Exercise |
Below are some records; print every one of them exactly.

(Point-per-instance localization data)
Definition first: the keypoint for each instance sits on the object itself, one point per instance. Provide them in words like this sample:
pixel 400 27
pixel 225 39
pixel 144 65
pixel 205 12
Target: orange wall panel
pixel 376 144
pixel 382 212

Answer for the task |
Definition first: the keypoint for each instance sits on the object itself, one point per instance. Provide them in words like this sample:
pixel 400 27
pixel 225 39
pixel 144 65
pixel 205 12
Target: orange wall panel
pixel 376 144
pixel 382 212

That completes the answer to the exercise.